PAGE =>
################

A bit of a late Happy Birthday to Robert Burns. But our fellow Scots in this hamlet will parade down main street tommorrow night. Everyone wondering what is under those kilts.

First the original and then a minimialist translation

a few definitions to help you. Auld Lang Syne is roughly old long ago
surely your pint you’ll pay for
braes – hillsides
poud gowans – pulled daisies
We twa hae apidl’d in the burn – waded, stream
braid- broad
fiere -companion
gie’s a hand o thine – good will drink
and Syne is like sign not zine.
Maybe Patrick will stop by and straighten out what I have messed up.

Auld Lang Syne

Type: Poem

Should auld acquaintance be forgot,
And never brought to mind?
Should auld acquaintance be forgot,
And auld lang syne!

Chorus.-For auld lang syne, my dear,
For auld lang syne.
We’ll tak a cup o’ kindness yet,
For auld lang syne.

And surely ye’ll be your pint stowp!
And surely I’ll be mine!
And we’ll tak a cup o’kindness yet,
For auld lang syne.
For auld, &c.

We twa hae run about the braes,
And pou’d the gowans fine;
But we’ve wander’d mony a weary fit,
Sin’ auld lang syne.
For auld, &c.

We twa hae paidl’d in the burn,
Frae morning sun till dine;
But seas between us braid hae roar’d
Sin’ auld lang syne.
For auld, &c.

And there’s a hand, my trusty fere!
And gie’s a hand o’ thine!
And we’ll tak a right gude-willie waught,
For auld lang syne.
For auld, &c.

Minimalist translation:

Should old acquaintance be forgot,
and never brought to mind ?
Should old acquaintance be forgot,
and auld lang syne ?

For auld lang syne, my dear,
for auld lang syne,
we’ll take a cup o’ kindness yet,
for auld lang syne.
And surely you’ll get your pint mug !
And surely I’ll get mine !
And we’ll take a cup o’ kindness yet,
for auld lang syne.

We two have run about the hills,
and pulled the daisies fine ;
But we’ve wandered many a weary foot,
since auld lang syne.

We two have paddled in the stream,
from morning sun ’till dine ;
But seas between us broad have roared
since auld lang syne.

And there’s a hand my trusty friend !
And give us a hand o’ thine !
And we’ll take a right good-will swallow,
for auld lang syne.


5 Comments leave one →
  1. January 28, 2006 11:50 am

    Thanks, Tommy. That’s neat.

    Are you Scottish by heritage? I am. My dad’s family of long ago came from Scotland – the “Davidson clan.” My uncle and aunt have been over there several times and my son, David, in Virginia has gone to several big Scottish events there in suburban Virginis (or over in Maryland, I can’t remember which) outside of D.C.

################

DATA LISTING =>

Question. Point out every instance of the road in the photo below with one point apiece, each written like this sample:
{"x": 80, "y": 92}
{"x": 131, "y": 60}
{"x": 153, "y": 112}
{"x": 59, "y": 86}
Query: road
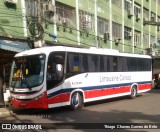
{"x": 142, "y": 109}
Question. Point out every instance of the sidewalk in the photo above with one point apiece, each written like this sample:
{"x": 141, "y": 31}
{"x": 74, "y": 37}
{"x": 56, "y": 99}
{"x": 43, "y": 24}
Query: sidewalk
{"x": 4, "y": 110}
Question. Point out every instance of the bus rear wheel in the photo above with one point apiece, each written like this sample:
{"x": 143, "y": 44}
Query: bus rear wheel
{"x": 76, "y": 101}
{"x": 133, "y": 92}
{"x": 1, "y": 92}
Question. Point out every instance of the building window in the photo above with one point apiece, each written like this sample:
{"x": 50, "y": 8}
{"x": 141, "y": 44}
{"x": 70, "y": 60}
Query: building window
{"x": 153, "y": 16}
{"x": 146, "y": 39}
{"x": 116, "y": 30}
{"x": 136, "y": 38}
{"x": 103, "y": 25}
{"x": 117, "y": 3}
{"x": 127, "y": 33}
{"x": 136, "y": 9}
{"x": 65, "y": 14}
{"x": 152, "y": 39}
{"x": 80, "y": 2}
{"x": 145, "y": 13}
{"x": 86, "y": 21}
{"x": 127, "y": 5}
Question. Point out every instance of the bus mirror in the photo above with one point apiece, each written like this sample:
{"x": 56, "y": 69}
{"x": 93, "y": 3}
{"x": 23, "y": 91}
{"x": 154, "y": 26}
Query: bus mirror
{"x": 59, "y": 69}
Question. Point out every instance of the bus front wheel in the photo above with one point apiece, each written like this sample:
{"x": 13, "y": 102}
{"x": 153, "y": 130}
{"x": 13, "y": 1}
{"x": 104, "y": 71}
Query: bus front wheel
{"x": 76, "y": 101}
{"x": 133, "y": 92}
{"x": 1, "y": 92}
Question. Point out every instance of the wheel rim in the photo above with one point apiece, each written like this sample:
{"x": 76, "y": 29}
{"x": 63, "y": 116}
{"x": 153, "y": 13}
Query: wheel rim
{"x": 75, "y": 100}
{"x": 133, "y": 92}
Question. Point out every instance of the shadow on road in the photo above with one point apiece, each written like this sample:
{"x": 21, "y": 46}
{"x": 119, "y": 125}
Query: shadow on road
{"x": 86, "y": 115}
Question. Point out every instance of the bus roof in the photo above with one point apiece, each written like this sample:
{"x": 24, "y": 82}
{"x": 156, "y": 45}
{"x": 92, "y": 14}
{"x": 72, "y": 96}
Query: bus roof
{"x": 92, "y": 50}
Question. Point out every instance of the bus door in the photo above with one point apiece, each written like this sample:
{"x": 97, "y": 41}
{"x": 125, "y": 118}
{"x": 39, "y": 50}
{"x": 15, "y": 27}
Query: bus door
{"x": 55, "y": 77}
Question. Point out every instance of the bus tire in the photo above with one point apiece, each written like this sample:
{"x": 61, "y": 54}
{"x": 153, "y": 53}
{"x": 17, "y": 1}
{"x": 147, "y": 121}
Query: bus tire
{"x": 1, "y": 92}
{"x": 133, "y": 92}
{"x": 76, "y": 101}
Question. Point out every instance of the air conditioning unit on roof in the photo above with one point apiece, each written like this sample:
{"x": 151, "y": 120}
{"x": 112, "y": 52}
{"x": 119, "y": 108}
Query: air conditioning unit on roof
{"x": 11, "y": 1}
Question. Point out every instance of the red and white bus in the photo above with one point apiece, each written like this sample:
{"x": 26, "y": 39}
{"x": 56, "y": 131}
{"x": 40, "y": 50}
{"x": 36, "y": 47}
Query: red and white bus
{"x": 57, "y": 76}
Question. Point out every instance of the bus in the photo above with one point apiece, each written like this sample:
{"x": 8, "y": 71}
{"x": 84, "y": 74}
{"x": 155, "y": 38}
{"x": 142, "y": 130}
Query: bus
{"x": 56, "y": 76}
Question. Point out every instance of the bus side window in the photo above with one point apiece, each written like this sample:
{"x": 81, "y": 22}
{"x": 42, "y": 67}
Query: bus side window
{"x": 114, "y": 64}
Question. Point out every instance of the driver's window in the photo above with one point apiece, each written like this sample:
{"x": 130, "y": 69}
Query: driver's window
{"x": 54, "y": 75}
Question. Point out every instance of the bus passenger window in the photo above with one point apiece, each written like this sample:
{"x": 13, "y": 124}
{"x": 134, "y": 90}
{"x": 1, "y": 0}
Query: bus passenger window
{"x": 114, "y": 64}
{"x": 55, "y": 69}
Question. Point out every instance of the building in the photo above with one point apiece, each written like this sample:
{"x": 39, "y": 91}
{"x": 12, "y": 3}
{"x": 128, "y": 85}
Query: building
{"x": 115, "y": 24}
{"x": 127, "y": 25}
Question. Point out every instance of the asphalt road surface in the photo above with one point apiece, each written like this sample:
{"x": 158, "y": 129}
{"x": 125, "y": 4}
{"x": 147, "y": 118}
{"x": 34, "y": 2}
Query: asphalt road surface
{"x": 143, "y": 109}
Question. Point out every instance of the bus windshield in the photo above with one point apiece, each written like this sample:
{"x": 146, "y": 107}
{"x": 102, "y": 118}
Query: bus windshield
{"x": 27, "y": 71}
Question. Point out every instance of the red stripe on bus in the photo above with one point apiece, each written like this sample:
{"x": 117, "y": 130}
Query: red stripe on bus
{"x": 106, "y": 91}
{"x": 32, "y": 103}
{"x": 59, "y": 98}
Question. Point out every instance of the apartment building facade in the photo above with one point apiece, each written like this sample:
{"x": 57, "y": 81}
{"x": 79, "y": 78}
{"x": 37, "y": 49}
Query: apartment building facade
{"x": 114, "y": 24}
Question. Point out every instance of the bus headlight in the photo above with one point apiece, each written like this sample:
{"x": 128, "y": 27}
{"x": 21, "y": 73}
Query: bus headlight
{"x": 38, "y": 97}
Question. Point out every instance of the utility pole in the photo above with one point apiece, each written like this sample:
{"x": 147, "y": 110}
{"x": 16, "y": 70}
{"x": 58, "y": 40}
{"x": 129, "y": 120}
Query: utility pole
{"x": 39, "y": 37}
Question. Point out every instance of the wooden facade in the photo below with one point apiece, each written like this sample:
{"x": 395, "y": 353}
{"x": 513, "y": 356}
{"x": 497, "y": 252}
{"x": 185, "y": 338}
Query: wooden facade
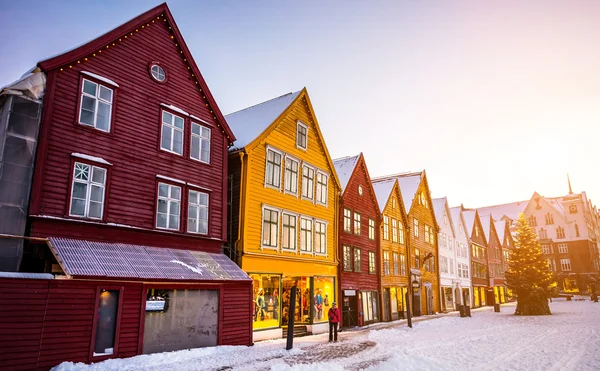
{"x": 359, "y": 219}
{"x": 285, "y": 221}
{"x": 394, "y": 254}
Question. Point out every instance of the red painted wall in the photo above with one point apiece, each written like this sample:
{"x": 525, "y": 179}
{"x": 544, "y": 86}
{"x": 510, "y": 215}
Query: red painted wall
{"x": 46, "y": 322}
{"x": 133, "y": 145}
{"x": 366, "y": 206}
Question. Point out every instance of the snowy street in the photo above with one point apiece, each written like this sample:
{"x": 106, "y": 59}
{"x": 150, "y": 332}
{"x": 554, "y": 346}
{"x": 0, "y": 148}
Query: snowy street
{"x": 567, "y": 340}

################

WRITTEN TASKS =>
1. Return the passage of the Auld Lang Syne post from "And give us" up to and including "Tommy. That’s neat.".
2. In the Auld Lang Syne post, rewrite the paragraph beginning "Are you Scottish by heritage?" as a short list that keeps its main facts.
3. Write what comes next in the Auld Lang Syne post, starting after its final sentence.

TASK ANSWERS =>
1.
And give us a hand o’ thine !
And we’ll take a right good-will swallow,
for auld lang syne.


5 Comments leave one →
  1. January 28, 2006 11:50 am

    Thanks, Tommy. That’s neat.

2.
- The commenter asks whether Tommy is Scottish by heritage and says they are.
- The commenter's father's family came from Scotland long ago and belonged to the "Davidson clan."
- An uncle and aunt have traveled to Scotland several times.
- The commenter's son David lives in Virginia. He has attended several large Scottish events outside D.C., in either suburban Virginia or Maryland.

3.
    He looked up a bunch of stuff on Davidson history, found their plaid and sent me two sets of note cards with the Davidson info and plaid on them. It’s pretty neat.

    He’s so big into genealogy, he claims he’s traced some of my mom’s ancestry back to nearly Adam! I kid you not. Only David! That’s how he is about things.

    I’ve got all the written documentation from massive research he did for a very long time to come up with what he did and it all makes sense and sounds accurate. It’s interesting to read through and to see how he went about what he did to find what he needed.

    Of course, we ALL relate back to Adam and Eve. Brother!

    Thanks for the Auld Lang Syne lyrics. I was just thinking about Dan Fogleberg yesterday Iwhile reading David Barnett’s post) and thinking about his song he wrote (I don’t really know the name of it, just love the song) about meeting his old lover in the grocery store on New Year’s Eve, etc, and ended with it being an “Auld Lang Syne.” Know which one I’m talking about? They still play it every Christmas right before new year’s on all the radio stations.

    So, are y’all going to the parade? (Is it anything like what the Irish do in New Orleans at St. Patrick’s Day and parade while all drinking green beer and carrying green and white flowers (lots of carnations) that they give to all the ladies and girls along the parade routes and soundly kiss each one (I’ve been there before, I know).

    Some of the parades have floats and the riders throw cabbages and potatoes and carrots to parade goers.

    Only in New Orleans.

  2. January 28, 2006 4:55 pm

    In East Lansing, after important basketball games, crowds take furniture into the streets and light it on fire. This tradition isn’t Scottish, nor does it have anything to do with your post. I guess I just want a tradition that’s cool, like you and Dee.

  3. January 28, 2006 5:48 pm

    Ray –

    You are TOO funny! Tommy and I are going to have to think up one for you there in the hinterlands of the far north. That’s your FIRST problem. Partying on certain created holidays with fun events isn’t conducive in 25 degree weather and snow and such.

    That’s one thing about New Orleans – at least before. They can find more things to party about and celebrate in sometimes very creative and neat ways than any place I’ve ever seen. I sure never thought growing up I’d ever even SEE New Orleans, much less live here.

    Two days before St. Patrick’s Day on Mar. 17, is St. Joseph’s Day, which is a huge Catholic celebration, too. Ladies prepare food for weeks and weeks, if not months, before hand to spread out in lavish feasts before statues of St. Joseph and then invite everyone in who will come (I, unfortunately, have never been to one, but would like to go and see it somewhere) and let them eat all they want to their heart’s desire, just on the contingency that they will donate whatever amount they feel moved to to good works in the name of St. Joseph.

    Then there is the very neat All Saints Day every Nov. 1 which is another big holiday, when people of a lot of faiths, beginning with the Catholics, again, go to all the cemeteries to clean up, visit, remember and be together honoring all those past ancestors and family members who have gone on before. It’s quite a big deal. Very big and old tradition.

    Hope you’re having fun today and tonight, Tommy, at the parade.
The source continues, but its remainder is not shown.